Information supplied

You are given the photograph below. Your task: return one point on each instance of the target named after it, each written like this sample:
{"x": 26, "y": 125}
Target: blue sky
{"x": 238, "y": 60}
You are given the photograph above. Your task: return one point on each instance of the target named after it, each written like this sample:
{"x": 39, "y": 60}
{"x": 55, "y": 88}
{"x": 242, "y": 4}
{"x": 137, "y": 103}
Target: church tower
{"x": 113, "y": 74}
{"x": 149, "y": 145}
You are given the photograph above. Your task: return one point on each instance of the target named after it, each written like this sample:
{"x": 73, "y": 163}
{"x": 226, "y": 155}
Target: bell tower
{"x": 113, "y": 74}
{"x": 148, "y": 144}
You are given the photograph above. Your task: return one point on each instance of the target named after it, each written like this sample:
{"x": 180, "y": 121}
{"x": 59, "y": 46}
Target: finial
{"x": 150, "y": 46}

Task item
All of the records above are to be repeated exactly.

Result for this exercise
You are given the photograph below. Your task: return one point on each instance of the target named after it, each written like this sample:
{"x": 26, "y": 125}
Target: blue sky
{"x": 238, "y": 60}
You are given the photograph above. Your task: return one point on each instance of the target named after it, each written like this sample:
{"x": 39, "y": 60}
{"x": 55, "y": 88}
{"x": 242, "y": 4}
{"x": 137, "y": 103}
Target: church tower
{"x": 113, "y": 74}
{"x": 149, "y": 145}
You are given the photograph above. Your task: return one point on each instance of the target named after it, each written like this sample:
{"x": 73, "y": 163}
{"x": 226, "y": 155}
Target: bell tower
{"x": 113, "y": 74}
{"x": 148, "y": 144}
You are given the photograph above. Your task: return one point on each instance of the target named after it, each written like this sample:
{"x": 180, "y": 121}
{"x": 59, "y": 46}
Target: finial
{"x": 150, "y": 46}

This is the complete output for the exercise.